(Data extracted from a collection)

━━━━━━━━━━━━━━━━━━━━━━━━━━━━━━

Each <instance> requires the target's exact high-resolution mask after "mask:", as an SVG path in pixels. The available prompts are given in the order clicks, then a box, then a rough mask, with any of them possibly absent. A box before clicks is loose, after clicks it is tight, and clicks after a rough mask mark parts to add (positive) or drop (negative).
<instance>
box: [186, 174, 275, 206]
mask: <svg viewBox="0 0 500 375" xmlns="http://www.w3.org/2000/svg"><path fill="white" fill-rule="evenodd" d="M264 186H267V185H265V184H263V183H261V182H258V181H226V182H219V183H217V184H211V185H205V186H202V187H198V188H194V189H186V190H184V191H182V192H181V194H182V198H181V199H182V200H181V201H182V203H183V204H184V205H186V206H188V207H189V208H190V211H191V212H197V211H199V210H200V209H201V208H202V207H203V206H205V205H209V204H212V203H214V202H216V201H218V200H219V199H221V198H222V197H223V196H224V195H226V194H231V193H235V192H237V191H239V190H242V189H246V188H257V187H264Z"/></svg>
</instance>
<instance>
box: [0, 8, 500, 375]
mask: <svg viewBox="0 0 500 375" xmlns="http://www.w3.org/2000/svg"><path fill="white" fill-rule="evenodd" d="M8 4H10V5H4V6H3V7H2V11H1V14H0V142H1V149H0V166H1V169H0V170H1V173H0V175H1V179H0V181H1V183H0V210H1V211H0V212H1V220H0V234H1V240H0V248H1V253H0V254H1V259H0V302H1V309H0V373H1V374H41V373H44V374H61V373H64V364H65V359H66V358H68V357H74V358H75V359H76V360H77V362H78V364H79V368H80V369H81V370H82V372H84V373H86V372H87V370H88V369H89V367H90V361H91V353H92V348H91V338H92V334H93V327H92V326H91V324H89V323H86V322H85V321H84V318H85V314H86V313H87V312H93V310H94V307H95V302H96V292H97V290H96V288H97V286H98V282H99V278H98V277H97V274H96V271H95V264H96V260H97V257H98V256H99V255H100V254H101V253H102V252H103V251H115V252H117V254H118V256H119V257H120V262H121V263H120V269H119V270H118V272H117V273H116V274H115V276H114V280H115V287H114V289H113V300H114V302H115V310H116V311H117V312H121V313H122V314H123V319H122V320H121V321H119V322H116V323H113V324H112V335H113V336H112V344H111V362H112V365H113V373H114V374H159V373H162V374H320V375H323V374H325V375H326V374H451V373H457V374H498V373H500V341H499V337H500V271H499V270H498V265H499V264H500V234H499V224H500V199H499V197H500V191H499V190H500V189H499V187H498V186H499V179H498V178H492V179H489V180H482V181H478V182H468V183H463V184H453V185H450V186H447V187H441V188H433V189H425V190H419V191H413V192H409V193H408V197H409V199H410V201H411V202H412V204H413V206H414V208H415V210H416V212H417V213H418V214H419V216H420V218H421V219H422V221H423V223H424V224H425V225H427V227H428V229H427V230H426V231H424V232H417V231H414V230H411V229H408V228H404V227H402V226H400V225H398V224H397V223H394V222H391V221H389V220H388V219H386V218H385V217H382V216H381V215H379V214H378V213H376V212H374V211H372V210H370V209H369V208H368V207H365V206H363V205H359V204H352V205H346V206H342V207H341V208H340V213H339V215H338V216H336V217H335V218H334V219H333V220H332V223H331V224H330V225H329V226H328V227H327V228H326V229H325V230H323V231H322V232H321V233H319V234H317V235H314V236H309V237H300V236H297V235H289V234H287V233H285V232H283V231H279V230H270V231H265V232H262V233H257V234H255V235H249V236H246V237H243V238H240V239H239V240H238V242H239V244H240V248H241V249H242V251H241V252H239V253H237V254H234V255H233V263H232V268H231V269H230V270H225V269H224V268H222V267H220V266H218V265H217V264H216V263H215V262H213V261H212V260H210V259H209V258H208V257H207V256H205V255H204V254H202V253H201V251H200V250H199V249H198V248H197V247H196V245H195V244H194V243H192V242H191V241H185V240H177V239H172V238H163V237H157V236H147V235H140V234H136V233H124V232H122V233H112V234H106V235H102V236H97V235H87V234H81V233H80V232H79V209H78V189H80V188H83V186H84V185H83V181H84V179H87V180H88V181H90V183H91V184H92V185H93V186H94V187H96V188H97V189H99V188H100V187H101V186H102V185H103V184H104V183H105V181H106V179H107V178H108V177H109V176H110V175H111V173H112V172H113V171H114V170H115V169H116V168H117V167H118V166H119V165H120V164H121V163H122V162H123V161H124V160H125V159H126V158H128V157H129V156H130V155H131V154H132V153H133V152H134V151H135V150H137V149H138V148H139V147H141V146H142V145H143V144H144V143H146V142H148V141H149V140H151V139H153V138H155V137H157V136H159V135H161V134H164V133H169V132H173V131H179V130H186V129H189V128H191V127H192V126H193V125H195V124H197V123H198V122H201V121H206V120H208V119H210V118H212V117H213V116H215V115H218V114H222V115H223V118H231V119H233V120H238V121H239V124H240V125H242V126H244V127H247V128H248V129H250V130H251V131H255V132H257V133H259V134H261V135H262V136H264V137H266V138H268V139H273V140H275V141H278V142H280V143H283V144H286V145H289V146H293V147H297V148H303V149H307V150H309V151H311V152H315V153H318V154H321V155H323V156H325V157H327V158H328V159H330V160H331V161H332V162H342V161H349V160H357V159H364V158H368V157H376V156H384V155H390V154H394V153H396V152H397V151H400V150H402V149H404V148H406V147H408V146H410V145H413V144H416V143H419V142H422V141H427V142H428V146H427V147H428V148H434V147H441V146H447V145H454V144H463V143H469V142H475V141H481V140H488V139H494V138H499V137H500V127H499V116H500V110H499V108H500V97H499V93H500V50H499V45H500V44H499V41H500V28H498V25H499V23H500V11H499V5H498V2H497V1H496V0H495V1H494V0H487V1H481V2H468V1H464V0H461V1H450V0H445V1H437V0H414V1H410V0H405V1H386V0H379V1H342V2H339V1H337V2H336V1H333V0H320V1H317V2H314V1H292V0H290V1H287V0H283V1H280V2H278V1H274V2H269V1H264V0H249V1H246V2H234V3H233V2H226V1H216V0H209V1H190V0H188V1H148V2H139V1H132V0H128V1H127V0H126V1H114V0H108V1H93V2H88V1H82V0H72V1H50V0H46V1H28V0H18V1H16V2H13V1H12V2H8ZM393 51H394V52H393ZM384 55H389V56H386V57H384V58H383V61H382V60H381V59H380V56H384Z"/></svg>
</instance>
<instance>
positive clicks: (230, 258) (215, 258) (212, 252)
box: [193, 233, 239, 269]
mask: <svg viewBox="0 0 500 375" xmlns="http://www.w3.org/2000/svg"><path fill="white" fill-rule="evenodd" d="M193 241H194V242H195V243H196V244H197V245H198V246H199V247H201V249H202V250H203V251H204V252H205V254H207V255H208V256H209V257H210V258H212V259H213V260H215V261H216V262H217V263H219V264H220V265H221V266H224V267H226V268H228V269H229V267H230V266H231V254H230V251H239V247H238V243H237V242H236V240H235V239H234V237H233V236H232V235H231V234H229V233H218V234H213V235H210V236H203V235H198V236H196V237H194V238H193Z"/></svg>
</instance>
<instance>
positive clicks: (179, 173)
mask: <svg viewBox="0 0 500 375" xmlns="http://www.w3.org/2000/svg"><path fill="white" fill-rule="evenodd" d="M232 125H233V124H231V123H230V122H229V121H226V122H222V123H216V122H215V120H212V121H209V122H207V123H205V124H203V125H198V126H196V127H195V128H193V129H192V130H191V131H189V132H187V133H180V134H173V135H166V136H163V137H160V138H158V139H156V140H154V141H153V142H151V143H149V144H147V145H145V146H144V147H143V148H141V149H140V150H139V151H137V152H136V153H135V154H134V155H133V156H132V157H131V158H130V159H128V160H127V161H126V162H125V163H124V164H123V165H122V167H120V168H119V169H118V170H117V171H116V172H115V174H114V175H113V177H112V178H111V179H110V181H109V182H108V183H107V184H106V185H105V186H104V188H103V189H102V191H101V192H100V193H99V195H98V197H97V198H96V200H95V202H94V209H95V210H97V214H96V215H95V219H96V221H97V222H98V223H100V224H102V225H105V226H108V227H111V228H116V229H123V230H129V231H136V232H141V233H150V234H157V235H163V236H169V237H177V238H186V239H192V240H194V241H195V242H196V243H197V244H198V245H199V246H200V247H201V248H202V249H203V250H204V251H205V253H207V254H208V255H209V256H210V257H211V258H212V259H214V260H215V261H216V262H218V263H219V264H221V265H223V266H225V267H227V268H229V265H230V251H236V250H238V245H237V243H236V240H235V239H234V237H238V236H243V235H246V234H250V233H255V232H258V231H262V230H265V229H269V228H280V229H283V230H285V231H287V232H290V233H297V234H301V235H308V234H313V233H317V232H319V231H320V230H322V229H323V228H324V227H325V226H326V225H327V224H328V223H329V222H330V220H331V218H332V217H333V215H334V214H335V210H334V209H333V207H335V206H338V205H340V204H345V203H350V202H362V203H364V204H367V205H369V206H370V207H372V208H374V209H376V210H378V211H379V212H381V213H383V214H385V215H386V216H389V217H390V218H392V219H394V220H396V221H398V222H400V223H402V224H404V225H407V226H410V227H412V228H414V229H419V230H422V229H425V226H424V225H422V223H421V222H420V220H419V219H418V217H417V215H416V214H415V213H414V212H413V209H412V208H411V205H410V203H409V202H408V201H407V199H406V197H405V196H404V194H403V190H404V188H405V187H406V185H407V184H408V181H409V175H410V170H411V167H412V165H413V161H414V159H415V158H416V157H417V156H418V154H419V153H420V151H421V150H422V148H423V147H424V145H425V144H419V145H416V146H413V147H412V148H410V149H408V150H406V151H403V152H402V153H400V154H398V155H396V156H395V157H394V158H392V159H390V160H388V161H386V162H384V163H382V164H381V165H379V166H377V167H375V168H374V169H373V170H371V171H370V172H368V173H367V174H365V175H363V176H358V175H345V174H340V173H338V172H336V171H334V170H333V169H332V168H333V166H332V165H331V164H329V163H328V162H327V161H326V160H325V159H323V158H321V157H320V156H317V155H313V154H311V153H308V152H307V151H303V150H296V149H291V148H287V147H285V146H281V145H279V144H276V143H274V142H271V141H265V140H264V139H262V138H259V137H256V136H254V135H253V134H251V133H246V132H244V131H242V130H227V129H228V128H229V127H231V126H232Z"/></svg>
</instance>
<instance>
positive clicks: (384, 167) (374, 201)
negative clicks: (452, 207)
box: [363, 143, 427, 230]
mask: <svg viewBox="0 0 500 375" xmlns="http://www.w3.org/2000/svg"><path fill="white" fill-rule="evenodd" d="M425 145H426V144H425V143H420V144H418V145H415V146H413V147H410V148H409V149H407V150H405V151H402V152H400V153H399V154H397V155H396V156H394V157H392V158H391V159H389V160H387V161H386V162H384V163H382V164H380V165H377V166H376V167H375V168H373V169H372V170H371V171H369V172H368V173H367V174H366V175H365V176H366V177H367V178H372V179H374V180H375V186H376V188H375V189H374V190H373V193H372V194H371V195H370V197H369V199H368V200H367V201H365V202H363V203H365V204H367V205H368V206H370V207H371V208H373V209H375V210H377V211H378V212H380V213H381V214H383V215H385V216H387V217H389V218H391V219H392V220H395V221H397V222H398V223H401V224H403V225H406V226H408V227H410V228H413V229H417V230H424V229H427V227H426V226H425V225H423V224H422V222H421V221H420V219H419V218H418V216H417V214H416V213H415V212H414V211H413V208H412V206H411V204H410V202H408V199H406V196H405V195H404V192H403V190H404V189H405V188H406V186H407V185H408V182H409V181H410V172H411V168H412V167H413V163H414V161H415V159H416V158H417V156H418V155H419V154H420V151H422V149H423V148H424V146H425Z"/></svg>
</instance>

━━━━━━━━━━━━━━━━━━━━━━━━━━━━━━

- Your assignment: Filter the records above and copy every line that contains the word "positive".

- Result of this exercise:
Each <instance> requires the target's exact high-resolution mask after "mask:", as an SVG path in pixels. The available prompts are given in the order clicks, then a box, then a rough mask, with any of them possibly absent. A box before clicks is loose, after clicks it is tight, and clicks after a rough mask mark parts to add (positive) or drop (negative).
positive clicks: (230, 258) (215, 258) (212, 252)
positive clicks: (179, 173)
positive clicks: (384, 167) (374, 201)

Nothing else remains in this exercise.